◆ Work to do: Print all the records exactly, please.

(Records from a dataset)

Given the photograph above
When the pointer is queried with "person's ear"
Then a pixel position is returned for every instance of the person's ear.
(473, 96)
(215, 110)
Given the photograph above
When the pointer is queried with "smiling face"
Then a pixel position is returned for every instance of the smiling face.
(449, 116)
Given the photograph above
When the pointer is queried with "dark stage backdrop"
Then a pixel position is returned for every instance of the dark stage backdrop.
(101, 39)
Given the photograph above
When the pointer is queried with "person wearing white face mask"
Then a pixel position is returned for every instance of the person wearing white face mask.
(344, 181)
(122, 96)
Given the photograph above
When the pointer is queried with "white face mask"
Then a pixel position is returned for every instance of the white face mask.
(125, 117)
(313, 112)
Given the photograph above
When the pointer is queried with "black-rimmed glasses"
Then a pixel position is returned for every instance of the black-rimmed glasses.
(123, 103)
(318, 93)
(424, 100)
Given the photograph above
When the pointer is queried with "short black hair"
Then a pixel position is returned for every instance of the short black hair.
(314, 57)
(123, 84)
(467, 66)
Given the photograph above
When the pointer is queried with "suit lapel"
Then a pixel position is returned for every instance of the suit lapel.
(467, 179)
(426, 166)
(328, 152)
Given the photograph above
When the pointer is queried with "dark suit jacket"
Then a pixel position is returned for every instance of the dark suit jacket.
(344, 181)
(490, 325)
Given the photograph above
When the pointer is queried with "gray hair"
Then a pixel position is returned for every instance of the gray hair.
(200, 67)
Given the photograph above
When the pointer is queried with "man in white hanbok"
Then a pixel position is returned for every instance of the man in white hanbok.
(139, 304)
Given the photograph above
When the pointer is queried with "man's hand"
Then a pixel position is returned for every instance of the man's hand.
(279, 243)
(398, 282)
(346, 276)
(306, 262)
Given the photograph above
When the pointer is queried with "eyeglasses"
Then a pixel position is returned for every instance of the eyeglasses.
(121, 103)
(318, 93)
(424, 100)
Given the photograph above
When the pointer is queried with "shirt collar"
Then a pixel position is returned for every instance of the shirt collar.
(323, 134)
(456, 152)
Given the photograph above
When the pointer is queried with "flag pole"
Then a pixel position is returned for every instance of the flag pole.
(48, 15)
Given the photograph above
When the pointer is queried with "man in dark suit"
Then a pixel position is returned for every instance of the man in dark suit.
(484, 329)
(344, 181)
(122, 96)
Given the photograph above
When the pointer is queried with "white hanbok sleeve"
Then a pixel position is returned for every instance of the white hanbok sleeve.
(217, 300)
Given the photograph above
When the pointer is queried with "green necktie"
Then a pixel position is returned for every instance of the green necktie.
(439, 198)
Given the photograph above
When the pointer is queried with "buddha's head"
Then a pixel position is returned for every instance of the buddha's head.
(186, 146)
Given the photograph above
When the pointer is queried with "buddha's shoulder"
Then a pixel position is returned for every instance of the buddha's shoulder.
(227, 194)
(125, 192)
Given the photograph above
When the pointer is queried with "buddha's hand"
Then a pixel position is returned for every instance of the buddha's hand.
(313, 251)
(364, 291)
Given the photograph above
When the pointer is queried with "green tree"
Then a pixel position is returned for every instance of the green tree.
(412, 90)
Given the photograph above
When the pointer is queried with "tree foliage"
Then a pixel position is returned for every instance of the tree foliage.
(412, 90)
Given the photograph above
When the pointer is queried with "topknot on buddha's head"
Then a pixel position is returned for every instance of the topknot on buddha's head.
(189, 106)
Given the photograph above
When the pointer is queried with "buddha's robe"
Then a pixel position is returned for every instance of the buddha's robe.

◆ Answer:
Given the photograph above
When the pointer is queried with "person's ear"
Then a pixel position is returned for every instance of the person's ear.
(473, 96)
(215, 110)
Given the photograph above
When the pointer is queried with "smiling face"
Then a pixel position is returned for every instance of the smiling face.
(449, 116)
Given the photograph above
When the pointer is queried with "dark stage backdrop"
Then a pixel position is returned for every instance of the dark stage backdrop.
(101, 39)
Given the photograph above
When the pointer is queried with "person wearing white face mask"
Then a pixel position is returned for every instance of the person wearing white face mask.
(344, 181)
(122, 96)
Given the photograph above
When the pointer is queried with "white face mask"
Then a pixel position is returned for every instance of the white face mask.
(125, 117)
(313, 112)
Given the photograph above
When the pointer is queried with "black-rimmed glasses"
Then a pixel position is returned for every instance of the black-rimmed glasses.
(123, 103)
(318, 93)
(424, 100)
Given the photograph above
When the pointer is queried with "short black hair"
Then a pixel position is returned for every instance of the short black hair.
(314, 57)
(123, 84)
(467, 66)
Given the photograph above
When the pointer is queried with "suit lapel"
Then a pixel position is returned for every instance of the suit lapel.
(467, 179)
(426, 166)
(328, 152)
Given the photograph above
When the pointer is queried with "dark suit jacket"
Then a pixel position is returned for every instance of the dark suit jacket.
(344, 181)
(490, 325)
Given the photograph above
When the pointer is queried with "gray hair"
Then a pixel position is returned for every instance of the gray hair.
(200, 67)
Given the photograph above
When the pointer is queried with "man in white hanbok"
Then a pixel position is returned for every instance of the man in white hanbok.
(139, 304)
Given the photograph above
When the pointer is queried with "man's hand"
Then a pixel position is returned for every instance of the man's hand.
(279, 243)
(398, 282)
(346, 276)
(306, 262)
Given the photograph above
When the pointer is queried with "eyeglasses"
Then a pixel position is returned for every instance of the eyeglasses.
(121, 103)
(318, 93)
(424, 100)
Given the photograph above
When the pointer is queried with "shirt collar"
Then a pixel position is returned for every instance of the shirt collar.
(323, 134)
(456, 152)
Given the photograph above
When the pointer is queried with "flag pole"
Then a pixel position is returned for every instance of the flag pole.
(48, 15)
Given the photograph above
When the pointer is queried with "man in dark suit"
Then a pixel position is returned for every instance of the man in dark suit.
(484, 329)
(344, 181)
(122, 96)
Given the photograph above
When the pointer is queried with "white hanbok sleeve"
Then a pixel position is returned for every instance of the white hanbok sleeve.
(217, 300)
Given the photograph above
When the pointer is queried with "green necktie"
Then a pixel position is returned for every instance of the green necktie.
(439, 198)
Given the photograph above
When the pointer is queried with "buddha's head"
Then a pixel position is returned for every instance of the buddha's head.
(186, 146)
Given the photograph above
When the pointer is queried with "buddha's shoulder"
Then a pixel position is returned for every instance of the buddha's shoulder.
(227, 194)
(125, 192)
Given the photograph above
When the pointer is queried with "buddha's hand"
Then a pixel position is returned for every instance of the buddha's hand.
(313, 251)
(364, 291)
Given the photograph above
When the pointer is queried with "green tree"
Then a pixel position is returned for every instance of the green tree.
(412, 90)
Given the photograph above
When the pointer is queried with "tree foliage"
Then a pixel position is returned for every instance of the tree foliage.
(412, 90)
Given the photograph above
When the pointer is queried with "topknot on buddha's head"
Then a pixel position is returned for every instance of the topknot on buddha's head.
(189, 106)
Given the photograph above
When the pointer is queried with "buddha's robe"
Then a pixel position is returned for every instance of the buddha's robe.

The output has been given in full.